The data =
━━━━━━━━━━

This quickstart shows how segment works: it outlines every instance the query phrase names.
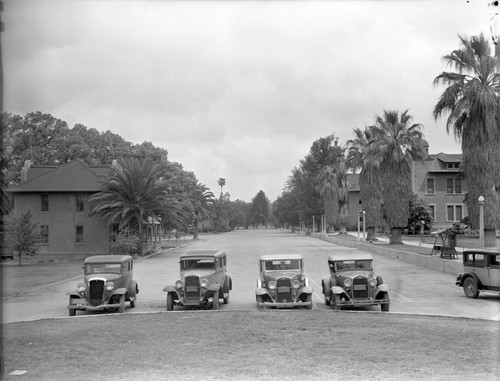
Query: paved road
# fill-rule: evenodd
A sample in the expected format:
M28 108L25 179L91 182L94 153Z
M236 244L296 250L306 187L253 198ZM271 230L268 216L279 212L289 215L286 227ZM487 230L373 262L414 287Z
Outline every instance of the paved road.
M224 249L228 253L229 274L233 280L230 302L221 310L255 309L255 287L258 277L258 258L271 253L300 253L304 256L305 271L314 288L316 310L331 310L324 304L321 279L328 275L327 258L333 253L360 252L337 246L310 236L294 235L274 229L239 230L226 234L204 236L202 240L183 248L164 251L136 262L134 277L139 283L137 307L125 313L165 312L167 284L179 278L178 259L186 250ZM373 255L377 274L391 288L391 312L462 316L500 321L500 295L481 292L478 299L468 299L455 286L455 275L416 267L397 260ZM80 266L75 264L75 266ZM55 318L68 315L68 290L80 279L63 281L49 287L10 298L3 302L3 322ZM379 311L379 307L357 308L360 311ZM78 312L78 316L87 313ZM92 313L95 314L95 313ZM333 312L332 312L333 314Z

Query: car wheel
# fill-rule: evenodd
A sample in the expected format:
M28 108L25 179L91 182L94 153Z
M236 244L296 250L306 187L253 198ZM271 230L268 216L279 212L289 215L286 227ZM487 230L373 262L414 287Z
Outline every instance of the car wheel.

━━━━━━━━━━

What is required = Drop the images and repeat the data exactly.

Reply =
This quickstart shows how segment works: it outlines every instance the query phrase names.
Query: paved road
# fill-rule: evenodd
A sample in the expected format:
M28 108L25 179L91 182L94 153Z
M236 244L296 250L306 187L253 198ZM271 230L268 216L279 212L289 215L286 227ZM487 230L373 262L414 287Z
Outline every instance of the paved road.
M224 249L228 253L229 274L233 280L230 302L221 310L255 309L255 287L258 277L258 258L271 253L300 253L304 256L305 271L314 288L316 310L331 310L324 304L321 279L328 275L327 258L333 253L360 252L337 246L310 236L294 235L274 229L239 230L226 234L204 236L202 240L183 248L164 251L136 262L134 277L139 283L137 307L125 313L165 312L167 284L179 278L178 259L186 250ZM373 255L377 274L391 288L391 312L462 316L500 321L500 295L481 292L478 299L468 299L455 286L455 275L416 267L397 260ZM80 266L75 264L75 266ZM55 318L68 315L68 290L80 279L63 281L49 287L10 298L3 302L3 322ZM379 311L379 307L357 308L360 311ZM78 312L78 316L87 313ZM92 313L95 314L95 313ZM333 312L332 312L333 314Z

Query: car wheel
# fill-rule: evenodd
A sample in the expected format:
M28 108L25 179L91 182L94 153Z
M236 244L296 250L306 187L253 198ZM271 230L268 216L279 212L289 215L286 227ZM487 230L373 262L414 287Z
Outline every instance of the car wheel.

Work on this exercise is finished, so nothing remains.